» **Job**
Please return, with no changes, the part of the entries below that opens with the line containing "Target: dark sand" and runs through the last entry, including both ends.

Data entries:
────────

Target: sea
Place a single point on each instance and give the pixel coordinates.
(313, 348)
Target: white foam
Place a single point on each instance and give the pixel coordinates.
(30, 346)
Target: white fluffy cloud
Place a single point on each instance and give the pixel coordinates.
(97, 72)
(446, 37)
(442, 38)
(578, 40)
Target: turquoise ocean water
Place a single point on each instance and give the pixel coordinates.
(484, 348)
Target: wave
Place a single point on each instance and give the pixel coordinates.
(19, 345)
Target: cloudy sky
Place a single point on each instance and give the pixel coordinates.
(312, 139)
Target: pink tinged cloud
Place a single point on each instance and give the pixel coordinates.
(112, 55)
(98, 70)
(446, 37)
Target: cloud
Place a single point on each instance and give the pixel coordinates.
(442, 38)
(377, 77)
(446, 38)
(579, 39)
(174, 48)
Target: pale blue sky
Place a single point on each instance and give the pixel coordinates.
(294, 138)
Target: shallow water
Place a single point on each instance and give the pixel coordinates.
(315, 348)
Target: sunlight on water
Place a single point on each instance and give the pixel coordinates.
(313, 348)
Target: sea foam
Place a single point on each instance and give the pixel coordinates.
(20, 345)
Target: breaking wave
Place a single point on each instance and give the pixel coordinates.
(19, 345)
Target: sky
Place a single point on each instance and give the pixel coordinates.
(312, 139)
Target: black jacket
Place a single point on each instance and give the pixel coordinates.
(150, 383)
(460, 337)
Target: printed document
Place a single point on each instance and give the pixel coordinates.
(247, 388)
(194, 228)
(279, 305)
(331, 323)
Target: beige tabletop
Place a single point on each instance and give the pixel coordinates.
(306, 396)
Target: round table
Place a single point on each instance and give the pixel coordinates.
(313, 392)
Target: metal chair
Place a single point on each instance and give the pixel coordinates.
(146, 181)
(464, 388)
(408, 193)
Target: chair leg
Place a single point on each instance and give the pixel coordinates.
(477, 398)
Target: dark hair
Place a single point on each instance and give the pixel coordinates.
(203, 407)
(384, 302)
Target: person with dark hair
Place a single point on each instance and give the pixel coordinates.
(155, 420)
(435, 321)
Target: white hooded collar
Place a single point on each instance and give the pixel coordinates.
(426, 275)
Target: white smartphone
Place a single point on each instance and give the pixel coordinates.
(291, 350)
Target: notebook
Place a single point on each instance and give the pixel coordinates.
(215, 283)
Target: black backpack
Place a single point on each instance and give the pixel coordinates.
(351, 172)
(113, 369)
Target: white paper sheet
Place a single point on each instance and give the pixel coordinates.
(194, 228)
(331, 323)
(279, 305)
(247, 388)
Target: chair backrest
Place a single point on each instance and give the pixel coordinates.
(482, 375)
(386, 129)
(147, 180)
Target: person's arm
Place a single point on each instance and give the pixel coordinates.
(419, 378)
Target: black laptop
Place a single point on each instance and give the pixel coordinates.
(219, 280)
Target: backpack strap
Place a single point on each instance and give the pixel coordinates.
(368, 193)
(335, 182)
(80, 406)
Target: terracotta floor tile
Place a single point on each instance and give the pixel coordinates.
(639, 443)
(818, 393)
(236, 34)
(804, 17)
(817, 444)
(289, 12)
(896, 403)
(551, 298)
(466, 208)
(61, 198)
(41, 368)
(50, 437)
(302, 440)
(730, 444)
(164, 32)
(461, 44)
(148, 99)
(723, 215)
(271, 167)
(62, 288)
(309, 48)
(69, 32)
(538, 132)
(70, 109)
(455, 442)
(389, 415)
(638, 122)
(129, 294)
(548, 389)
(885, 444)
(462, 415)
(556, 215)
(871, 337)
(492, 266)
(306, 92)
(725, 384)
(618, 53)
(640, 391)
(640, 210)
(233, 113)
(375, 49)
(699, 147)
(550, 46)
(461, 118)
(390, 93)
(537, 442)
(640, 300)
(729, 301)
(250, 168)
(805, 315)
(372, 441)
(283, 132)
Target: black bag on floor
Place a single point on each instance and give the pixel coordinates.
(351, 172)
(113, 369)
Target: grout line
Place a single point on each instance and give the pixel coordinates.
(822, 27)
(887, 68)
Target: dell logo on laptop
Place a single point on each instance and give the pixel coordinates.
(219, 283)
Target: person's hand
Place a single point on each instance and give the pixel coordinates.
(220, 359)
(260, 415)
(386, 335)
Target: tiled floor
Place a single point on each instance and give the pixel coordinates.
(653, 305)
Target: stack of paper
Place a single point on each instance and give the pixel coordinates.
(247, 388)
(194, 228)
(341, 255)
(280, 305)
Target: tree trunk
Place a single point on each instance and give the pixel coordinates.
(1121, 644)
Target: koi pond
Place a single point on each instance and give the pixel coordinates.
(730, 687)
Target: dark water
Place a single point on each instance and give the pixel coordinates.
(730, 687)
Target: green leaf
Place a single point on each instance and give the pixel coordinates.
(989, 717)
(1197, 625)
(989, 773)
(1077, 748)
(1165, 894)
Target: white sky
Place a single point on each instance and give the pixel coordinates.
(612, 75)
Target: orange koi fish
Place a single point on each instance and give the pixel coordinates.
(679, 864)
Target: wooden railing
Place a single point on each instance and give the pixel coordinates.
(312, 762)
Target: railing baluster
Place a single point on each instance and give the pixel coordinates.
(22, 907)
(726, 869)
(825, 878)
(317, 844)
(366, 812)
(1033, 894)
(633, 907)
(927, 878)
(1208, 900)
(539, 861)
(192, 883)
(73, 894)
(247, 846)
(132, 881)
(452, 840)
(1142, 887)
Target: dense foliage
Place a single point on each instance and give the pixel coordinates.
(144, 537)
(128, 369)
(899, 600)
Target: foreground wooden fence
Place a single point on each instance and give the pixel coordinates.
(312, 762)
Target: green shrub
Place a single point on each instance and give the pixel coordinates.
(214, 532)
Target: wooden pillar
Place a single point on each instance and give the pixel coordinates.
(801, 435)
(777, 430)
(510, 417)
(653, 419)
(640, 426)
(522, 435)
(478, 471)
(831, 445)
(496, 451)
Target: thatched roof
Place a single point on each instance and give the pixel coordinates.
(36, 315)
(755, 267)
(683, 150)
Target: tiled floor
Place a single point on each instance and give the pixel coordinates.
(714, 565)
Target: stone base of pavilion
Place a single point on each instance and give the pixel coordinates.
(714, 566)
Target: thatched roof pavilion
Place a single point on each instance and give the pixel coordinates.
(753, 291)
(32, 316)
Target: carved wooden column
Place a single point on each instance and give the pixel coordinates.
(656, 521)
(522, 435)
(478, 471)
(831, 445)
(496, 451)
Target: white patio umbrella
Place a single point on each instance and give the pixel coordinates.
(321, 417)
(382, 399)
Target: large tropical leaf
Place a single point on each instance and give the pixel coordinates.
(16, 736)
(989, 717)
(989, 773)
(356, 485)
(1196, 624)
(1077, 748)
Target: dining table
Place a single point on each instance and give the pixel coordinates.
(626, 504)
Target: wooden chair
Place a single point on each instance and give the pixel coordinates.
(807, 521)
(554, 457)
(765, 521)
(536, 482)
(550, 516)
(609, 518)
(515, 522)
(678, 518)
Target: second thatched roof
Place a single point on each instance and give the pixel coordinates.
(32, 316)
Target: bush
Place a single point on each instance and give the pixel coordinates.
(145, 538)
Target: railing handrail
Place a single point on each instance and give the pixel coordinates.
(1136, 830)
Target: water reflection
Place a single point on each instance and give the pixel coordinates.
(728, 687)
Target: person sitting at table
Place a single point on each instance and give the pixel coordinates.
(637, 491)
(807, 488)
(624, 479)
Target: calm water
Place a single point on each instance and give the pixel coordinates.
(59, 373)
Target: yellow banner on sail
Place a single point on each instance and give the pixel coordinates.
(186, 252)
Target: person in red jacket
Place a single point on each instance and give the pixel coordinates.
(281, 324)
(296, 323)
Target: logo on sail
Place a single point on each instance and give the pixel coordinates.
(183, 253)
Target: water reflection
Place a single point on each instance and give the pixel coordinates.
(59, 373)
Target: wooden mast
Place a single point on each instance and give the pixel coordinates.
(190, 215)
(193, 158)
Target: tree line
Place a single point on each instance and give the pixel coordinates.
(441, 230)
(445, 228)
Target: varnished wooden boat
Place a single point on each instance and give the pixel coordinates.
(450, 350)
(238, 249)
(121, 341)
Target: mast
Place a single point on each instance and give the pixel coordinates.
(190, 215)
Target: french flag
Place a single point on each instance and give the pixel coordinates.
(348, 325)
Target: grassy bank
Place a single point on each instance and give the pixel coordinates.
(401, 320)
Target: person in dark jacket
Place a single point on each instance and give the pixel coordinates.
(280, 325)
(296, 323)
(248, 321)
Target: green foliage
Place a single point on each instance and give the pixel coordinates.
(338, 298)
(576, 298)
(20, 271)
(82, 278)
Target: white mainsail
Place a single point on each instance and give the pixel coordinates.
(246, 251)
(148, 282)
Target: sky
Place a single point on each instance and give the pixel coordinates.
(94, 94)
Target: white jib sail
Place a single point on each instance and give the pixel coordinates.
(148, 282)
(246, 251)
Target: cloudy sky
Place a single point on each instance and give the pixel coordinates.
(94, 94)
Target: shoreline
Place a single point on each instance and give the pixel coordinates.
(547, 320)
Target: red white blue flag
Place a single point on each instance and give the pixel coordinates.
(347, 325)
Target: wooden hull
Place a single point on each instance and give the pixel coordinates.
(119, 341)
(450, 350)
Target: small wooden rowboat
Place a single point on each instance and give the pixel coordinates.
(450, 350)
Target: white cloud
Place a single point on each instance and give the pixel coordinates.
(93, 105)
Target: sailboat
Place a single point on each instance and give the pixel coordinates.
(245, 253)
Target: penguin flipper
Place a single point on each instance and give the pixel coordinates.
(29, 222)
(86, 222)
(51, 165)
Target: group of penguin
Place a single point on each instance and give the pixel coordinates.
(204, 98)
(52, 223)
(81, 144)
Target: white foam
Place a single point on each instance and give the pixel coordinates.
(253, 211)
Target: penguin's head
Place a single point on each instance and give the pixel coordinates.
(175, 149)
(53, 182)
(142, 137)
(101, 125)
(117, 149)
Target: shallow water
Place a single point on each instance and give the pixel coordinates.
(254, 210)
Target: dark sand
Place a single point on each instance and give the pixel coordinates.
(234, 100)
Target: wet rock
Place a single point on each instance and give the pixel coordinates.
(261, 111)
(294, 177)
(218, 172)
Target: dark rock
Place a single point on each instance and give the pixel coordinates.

────────

» **Response**
Target: dark sand
Place a single point on each instance and give the pixel coordinates.
(234, 100)
Target: wet rock
Place a single point on each instance and give the pixel coordinates.
(261, 111)
(294, 177)
(218, 172)
Target: dark rock
Place a single point on each instance and give the pixel coordinates.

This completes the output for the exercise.